Reproduce verbatim only the lines of the listing below that start at the line containing "of the large" and end at the last line of the listing.

-------- Material for the task

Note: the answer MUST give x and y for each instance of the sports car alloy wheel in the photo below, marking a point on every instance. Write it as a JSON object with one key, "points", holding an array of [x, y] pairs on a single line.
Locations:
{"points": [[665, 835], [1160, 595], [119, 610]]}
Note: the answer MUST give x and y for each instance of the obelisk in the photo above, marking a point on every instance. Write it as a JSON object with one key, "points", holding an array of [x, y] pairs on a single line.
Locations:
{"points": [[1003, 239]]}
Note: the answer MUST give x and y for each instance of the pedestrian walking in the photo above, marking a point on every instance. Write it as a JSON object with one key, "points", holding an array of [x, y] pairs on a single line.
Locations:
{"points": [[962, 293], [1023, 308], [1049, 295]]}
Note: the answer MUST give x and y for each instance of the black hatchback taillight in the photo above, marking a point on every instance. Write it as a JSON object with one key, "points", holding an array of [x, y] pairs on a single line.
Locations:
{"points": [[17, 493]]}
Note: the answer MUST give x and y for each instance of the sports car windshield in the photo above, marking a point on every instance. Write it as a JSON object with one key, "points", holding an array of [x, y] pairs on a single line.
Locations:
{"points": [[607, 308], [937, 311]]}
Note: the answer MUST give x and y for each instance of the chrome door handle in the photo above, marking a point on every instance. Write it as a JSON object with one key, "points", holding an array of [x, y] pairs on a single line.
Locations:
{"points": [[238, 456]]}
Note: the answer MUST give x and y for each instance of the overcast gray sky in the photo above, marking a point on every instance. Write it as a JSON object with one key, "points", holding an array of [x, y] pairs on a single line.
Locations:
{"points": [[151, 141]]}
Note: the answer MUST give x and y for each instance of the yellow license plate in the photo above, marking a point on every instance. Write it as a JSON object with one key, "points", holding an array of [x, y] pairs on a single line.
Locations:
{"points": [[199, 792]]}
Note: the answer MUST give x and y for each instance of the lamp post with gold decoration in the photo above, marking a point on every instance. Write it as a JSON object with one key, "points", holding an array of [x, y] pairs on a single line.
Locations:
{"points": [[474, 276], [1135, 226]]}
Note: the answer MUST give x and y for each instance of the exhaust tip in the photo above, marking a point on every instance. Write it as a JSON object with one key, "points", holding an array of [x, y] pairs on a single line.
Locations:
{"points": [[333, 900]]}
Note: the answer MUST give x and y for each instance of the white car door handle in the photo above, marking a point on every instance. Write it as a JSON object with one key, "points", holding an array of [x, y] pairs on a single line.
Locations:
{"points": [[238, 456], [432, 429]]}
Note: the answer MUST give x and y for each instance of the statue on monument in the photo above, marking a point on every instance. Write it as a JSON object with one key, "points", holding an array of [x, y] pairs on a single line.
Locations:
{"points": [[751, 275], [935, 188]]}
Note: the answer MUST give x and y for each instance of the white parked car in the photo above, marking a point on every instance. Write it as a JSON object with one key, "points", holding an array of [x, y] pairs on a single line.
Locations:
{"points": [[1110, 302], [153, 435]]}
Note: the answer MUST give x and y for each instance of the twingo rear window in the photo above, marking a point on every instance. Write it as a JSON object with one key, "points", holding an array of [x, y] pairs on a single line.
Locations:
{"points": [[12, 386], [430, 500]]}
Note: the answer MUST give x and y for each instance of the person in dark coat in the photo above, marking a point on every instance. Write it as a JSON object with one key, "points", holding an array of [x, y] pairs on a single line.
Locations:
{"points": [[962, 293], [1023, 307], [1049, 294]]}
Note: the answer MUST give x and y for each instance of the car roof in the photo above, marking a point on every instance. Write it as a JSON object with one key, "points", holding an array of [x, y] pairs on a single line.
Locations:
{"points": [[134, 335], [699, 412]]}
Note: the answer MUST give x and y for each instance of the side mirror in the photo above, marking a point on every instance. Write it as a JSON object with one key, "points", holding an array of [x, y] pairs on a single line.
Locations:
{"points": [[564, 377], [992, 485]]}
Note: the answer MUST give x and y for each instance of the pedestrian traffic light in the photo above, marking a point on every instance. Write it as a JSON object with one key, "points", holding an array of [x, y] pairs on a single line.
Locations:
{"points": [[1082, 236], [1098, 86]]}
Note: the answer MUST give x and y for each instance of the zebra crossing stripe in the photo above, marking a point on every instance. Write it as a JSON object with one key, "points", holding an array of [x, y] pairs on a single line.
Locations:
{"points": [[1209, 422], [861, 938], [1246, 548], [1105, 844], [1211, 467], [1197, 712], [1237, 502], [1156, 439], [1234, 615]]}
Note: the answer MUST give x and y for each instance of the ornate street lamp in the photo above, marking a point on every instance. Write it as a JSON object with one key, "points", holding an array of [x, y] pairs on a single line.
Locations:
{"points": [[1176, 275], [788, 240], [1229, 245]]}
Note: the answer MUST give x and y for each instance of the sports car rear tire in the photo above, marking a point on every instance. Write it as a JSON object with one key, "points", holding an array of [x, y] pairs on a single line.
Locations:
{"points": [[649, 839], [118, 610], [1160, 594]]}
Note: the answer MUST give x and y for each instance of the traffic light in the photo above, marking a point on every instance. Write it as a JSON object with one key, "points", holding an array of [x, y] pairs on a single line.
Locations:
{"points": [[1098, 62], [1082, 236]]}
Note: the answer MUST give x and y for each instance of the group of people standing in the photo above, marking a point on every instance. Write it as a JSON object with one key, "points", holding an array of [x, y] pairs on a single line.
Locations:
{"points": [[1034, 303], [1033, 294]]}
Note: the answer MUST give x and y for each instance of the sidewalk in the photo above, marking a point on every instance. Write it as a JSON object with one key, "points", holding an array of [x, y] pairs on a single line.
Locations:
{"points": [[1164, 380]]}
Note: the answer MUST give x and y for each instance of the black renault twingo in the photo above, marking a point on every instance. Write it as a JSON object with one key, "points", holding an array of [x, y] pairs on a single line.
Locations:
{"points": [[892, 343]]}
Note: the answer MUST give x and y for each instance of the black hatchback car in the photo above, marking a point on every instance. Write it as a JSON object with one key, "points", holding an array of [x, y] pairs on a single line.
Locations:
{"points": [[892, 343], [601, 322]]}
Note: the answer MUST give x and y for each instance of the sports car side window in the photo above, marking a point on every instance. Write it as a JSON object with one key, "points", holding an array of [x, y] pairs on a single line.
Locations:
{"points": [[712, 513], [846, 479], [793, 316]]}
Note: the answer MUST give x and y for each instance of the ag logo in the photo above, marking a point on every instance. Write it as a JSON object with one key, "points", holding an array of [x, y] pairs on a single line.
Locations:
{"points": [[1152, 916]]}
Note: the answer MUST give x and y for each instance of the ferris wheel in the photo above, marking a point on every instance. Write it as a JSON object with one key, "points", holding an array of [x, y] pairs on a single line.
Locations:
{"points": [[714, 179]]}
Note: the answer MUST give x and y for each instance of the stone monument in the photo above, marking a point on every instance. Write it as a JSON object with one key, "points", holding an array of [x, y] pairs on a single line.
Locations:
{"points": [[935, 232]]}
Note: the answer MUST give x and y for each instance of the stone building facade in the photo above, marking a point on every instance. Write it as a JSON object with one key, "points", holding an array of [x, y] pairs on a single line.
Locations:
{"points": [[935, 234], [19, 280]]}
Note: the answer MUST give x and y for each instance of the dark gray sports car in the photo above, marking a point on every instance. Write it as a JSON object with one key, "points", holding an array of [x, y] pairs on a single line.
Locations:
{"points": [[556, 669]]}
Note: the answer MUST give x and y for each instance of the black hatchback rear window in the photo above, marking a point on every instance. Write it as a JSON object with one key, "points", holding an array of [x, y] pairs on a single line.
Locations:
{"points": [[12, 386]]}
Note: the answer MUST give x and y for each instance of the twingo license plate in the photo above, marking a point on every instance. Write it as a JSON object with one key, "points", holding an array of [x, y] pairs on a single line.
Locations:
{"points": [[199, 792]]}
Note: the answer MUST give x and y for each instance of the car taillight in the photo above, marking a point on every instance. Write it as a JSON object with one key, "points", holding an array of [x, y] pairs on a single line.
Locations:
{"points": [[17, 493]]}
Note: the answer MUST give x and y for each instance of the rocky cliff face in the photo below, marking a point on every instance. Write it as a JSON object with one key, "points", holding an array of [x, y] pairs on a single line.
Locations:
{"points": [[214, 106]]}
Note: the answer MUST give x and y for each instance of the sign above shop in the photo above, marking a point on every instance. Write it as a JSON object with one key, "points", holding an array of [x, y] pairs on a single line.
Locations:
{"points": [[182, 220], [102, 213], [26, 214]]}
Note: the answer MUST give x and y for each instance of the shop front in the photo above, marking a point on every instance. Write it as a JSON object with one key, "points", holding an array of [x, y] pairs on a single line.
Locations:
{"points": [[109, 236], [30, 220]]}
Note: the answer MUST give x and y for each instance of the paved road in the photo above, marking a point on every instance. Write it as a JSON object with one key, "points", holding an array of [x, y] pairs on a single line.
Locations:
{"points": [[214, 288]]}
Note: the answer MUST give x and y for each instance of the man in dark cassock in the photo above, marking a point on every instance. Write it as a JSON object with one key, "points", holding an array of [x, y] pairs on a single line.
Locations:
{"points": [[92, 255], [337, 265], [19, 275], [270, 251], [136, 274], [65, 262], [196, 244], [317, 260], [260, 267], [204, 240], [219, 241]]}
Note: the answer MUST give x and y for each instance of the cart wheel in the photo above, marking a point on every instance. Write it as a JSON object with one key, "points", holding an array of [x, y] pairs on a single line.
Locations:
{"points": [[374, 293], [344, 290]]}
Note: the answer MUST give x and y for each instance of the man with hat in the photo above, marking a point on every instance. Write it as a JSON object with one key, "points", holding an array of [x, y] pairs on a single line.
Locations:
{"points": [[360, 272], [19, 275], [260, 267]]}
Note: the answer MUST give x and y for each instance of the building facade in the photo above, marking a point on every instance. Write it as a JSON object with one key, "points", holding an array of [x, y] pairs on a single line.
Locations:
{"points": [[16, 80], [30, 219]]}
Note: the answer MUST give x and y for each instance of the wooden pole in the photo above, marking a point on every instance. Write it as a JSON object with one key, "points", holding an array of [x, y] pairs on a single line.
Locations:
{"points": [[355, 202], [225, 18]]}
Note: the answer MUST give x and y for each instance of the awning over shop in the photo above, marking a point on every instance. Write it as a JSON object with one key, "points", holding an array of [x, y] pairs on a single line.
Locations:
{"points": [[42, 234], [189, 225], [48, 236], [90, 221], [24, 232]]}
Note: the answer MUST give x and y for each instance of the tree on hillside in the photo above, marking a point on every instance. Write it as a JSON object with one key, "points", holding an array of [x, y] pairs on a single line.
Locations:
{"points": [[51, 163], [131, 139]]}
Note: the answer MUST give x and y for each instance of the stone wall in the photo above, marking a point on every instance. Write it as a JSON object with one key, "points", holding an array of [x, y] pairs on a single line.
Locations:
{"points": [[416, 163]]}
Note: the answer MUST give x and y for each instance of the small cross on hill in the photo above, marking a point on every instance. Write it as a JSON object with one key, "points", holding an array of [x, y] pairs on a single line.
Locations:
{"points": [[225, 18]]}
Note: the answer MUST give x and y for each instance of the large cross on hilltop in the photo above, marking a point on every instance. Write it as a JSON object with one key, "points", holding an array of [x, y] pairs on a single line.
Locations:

----------------

Response for this exercise —
Note: the answer MUST give x and y for each instance of the large cross on hilltop in the photo above, marking a point on every instance. Write it as a JSON object with one key, "points", holding an array of [x, y] pairs on a single line.
Locations:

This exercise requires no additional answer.